(Referring expression pointing data)
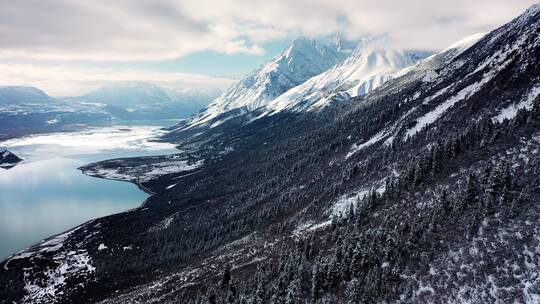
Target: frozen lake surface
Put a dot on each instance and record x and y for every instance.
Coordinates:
(46, 194)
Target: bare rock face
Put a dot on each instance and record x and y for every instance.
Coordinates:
(8, 160)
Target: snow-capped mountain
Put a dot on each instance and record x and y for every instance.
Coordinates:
(425, 190)
(365, 70)
(303, 59)
(141, 100)
(16, 95)
(131, 95)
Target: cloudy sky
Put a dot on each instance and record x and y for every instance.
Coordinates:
(68, 47)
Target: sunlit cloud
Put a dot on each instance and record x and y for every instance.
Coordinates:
(65, 80)
(68, 31)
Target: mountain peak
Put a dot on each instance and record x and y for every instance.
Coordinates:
(301, 60)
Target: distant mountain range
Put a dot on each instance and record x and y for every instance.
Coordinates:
(140, 100)
(388, 177)
(28, 110)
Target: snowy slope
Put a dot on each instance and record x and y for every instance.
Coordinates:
(136, 94)
(303, 59)
(15, 95)
(366, 69)
(371, 65)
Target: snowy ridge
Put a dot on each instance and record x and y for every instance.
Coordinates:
(303, 59)
(365, 70)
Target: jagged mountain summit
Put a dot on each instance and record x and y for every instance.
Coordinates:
(366, 69)
(350, 69)
(425, 190)
(303, 59)
(8, 160)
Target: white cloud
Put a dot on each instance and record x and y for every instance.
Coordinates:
(139, 29)
(34, 33)
(70, 81)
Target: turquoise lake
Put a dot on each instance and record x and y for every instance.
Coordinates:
(46, 194)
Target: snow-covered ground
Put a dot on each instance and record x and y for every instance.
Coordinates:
(93, 140)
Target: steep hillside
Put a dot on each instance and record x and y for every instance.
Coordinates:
(303, 59)
(425, 190)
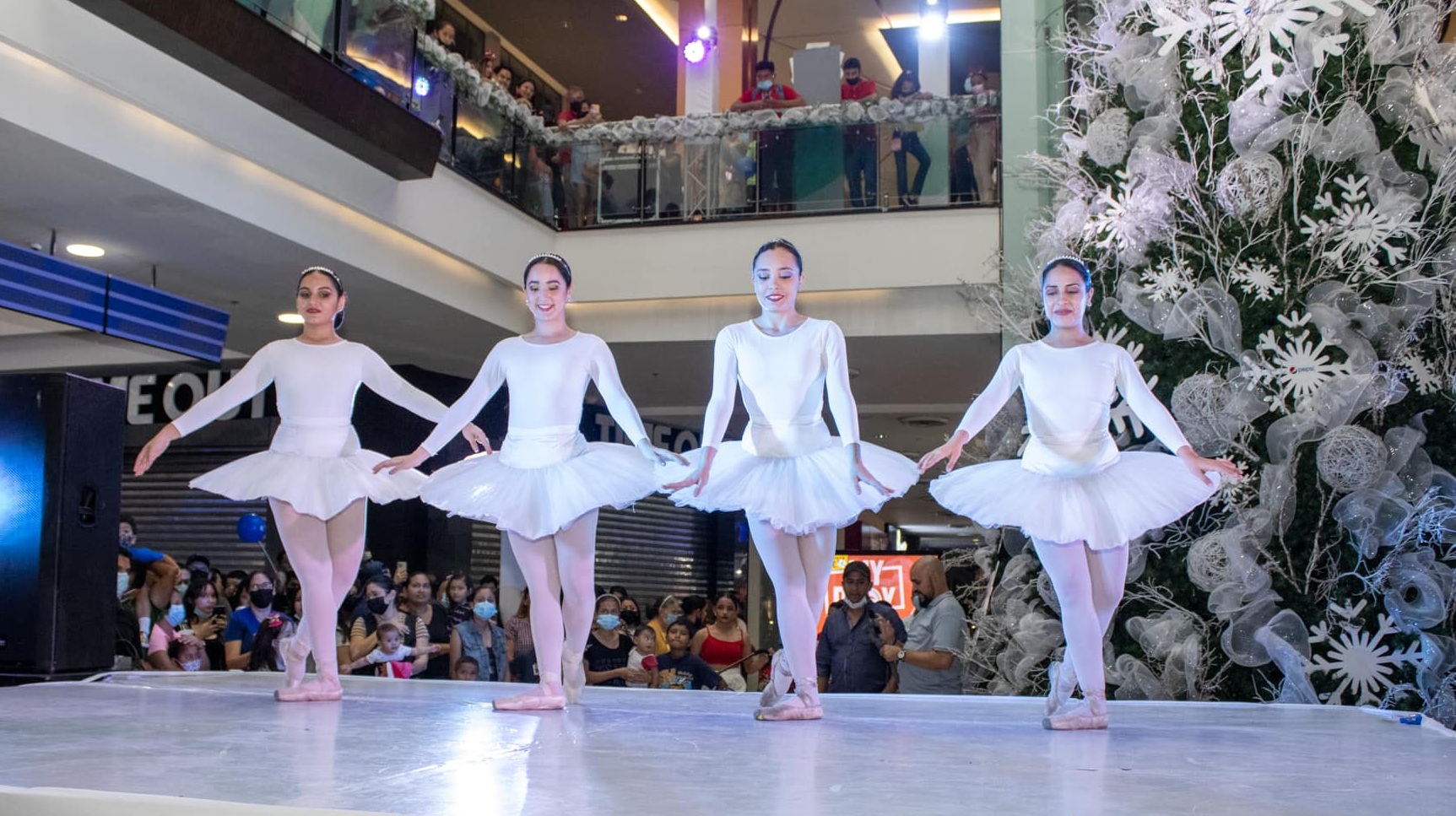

**YOUR OBJECTIVE**.
Word for word, set down the lines from the line with "Target: sunlit cloud" through the last line of the entries, and nothing else; the pictures stay out.

**SOLUTION TO THIS EXERCISE**.
Target: sunlit cloud
Put a dot on each instance and record x and y for every instance.
Coordinates:
(65, 80)
(68, 31)
Target: mountain peak
Put a dot on each instance and record x and y for every instance.
Coordinates:
(301, 60)
Target: distant mountain range
Put a dot on each instance and record x and y for every instance.
Coordinates:
(140, 100)
(388, 177)
(28, 110)
Target: snowy slope
Put a dot on each instance and record x and y for every instance.
Coordinates:
(136, 94)
(303, 59)
(15, 95)
(366, 69)
(371, 65)
Target: snowy ridge
Put a dot on each instance and record x and y for every instance.
Coordinates:
(303, 59)
(365, 70)
Target: jagged mountain summit
Put a dot on each instance and record x and y for every instance.
Coordinates:
(366, 69)
(350, 69)
(425, 190)
(303, 59)
(8, 160)
Target: white cloud
Put a dot on each instance and record x and y for every instance.
Coordinates:
(139, 29)
(34, 33)
(70, 81)
Target: turquoise lake
Put a dot on each instance and record x and y for every instance.
Coordinates:
(46, 194)
Target: snow-covered ground
Put a dot on each instance and record x and y for every instance.
Coordinates:
(93, 140)
Target: steep hillside
Put a dot on each instance and record x and y for every instance.
Coordinates:
(303, 59)
(425, 190)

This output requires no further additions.